» TEXT PROVIDED
A COVID-19 outbreak at a skilled nursing facility in Nuuanu that has infected 54 patients and more than two dozen employees is straining the nursing staff and creating unsafe conditions for both nurses and patients, according to the Hawai‘i Nurses’ Association.
The union says that last week the Care Center of Honolulu, which has 182 licensed beds, began mandating that its nurses work four 12-hour shifts a week and has been requiring nurses to also work extended shifts that can last as long as 20 hours.
“Excessive hours and short staff are a recipe for disaster,” Daniel Ross, president of the Hawai‘i Nurses’ Association, said in a news release. “This is clearly not sustainable and does not do justice to the nurses or residents. It should also alarm family members who have entrusted CCOH to care for their loved ones.”
Ross said that nurses at the facility are exhausted and one was suspended when she told management that she was too tired to work extended hours.
The Honolulu Star-Advertiser was told that leadership at the Care Center of Honolulu was focused on delivering care and so could not be available for an interview. But in written comments the company said that patient care has not been affected due to the outbreak. The company also said that nurses weren’t working 20-hour shifts, but that in a few cases, have worked as long as 16 hours.
“Every member of the Care Center of Honolulu’s staff has been making an extraordinary effort to provide the highest levels of care for our patients,” according to the Care Center of Honolulu. “We have nothing but praise for our nurses, who like their counterparts everywhere, are meeting the challenges imposed by the pandemic in a heroic fashion.”
The company also said that no nurses have been suspended.
But Ross told the Star-Advertiser that the nursing facility is playing semantics when it says no nurses were suspended. He said the nurse in question, who was not identified, was taken off the work schedule after she protested her work hours and told that she was being investigated for “patient abandonment.”
“It’s not all hunky-dory” at the nursing facility, said Ross. He said that the nurses had reached out to the union for help.
The Care Center of Honolulu says that 91% of its staff and, on average, more than 80% of its patients are vaccinated against COVID-19, but that the highly-contagious delta variant made it hard to stop this month’s outbreak. The company says that six people were hospitalized, two of whom have been released from isolation.
The company says that the majority of patients infected during the outbreak were vaccinated, but didn’t provide a specific breakdown. The company did not respond to a request for specifics about infected staff members.
“Upon learning of our first infected resident, we immediately tested residents and staff in the facility and took steps to isolate infected residents and institute protocols to protect staff and residents,” according to the Care Center of Honolulu. The company says it has been testing staff and residents every two to three days.
One area of agreement between the nurses union and management is that there is an overall shortage of nurses in long-term care facilities statewide that has grown even worse during the pandemic.
“They really need the state to step in and help,” said Ross. “The nurses cannot go on this way. It is not safe for them, it’s not safe for the residents. And I think even the management would be happy if the state came and helped. The acute care hospitals have FEMA nurses helping out. These guys have nothing.”
The state has brought in 650 nurses and other medical staff from the mainland to assist hospitals during this latest surge.

» TO DO
Rewrite the part of the article on the Nuuanu nursing facility outbreak that opens with the words "The union says" and closes with "as 20 hours.", substituting "five" for "four". You can ignore the entries that come after the article.

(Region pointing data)
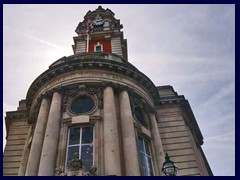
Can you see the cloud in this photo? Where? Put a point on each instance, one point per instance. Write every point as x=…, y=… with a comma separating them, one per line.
x=35, y=38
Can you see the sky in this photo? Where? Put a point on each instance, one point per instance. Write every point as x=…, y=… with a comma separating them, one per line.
x=190, y=47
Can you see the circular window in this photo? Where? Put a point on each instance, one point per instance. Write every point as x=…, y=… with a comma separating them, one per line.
x=139, y=116
x=83, y=104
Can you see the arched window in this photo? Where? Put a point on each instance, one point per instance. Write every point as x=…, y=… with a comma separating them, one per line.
x=139, y=116
x=82, y=104
x=80, y=140
x=145, y=157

» RESPONSE TO THE TASK
The union says that last week the Care Center of Honolulu, which has 182 licensed beds, began mandating that its nurses work five 12-hour shifts a week and has been requiring nurses to also work extended shifts that can last as long as 20 hours.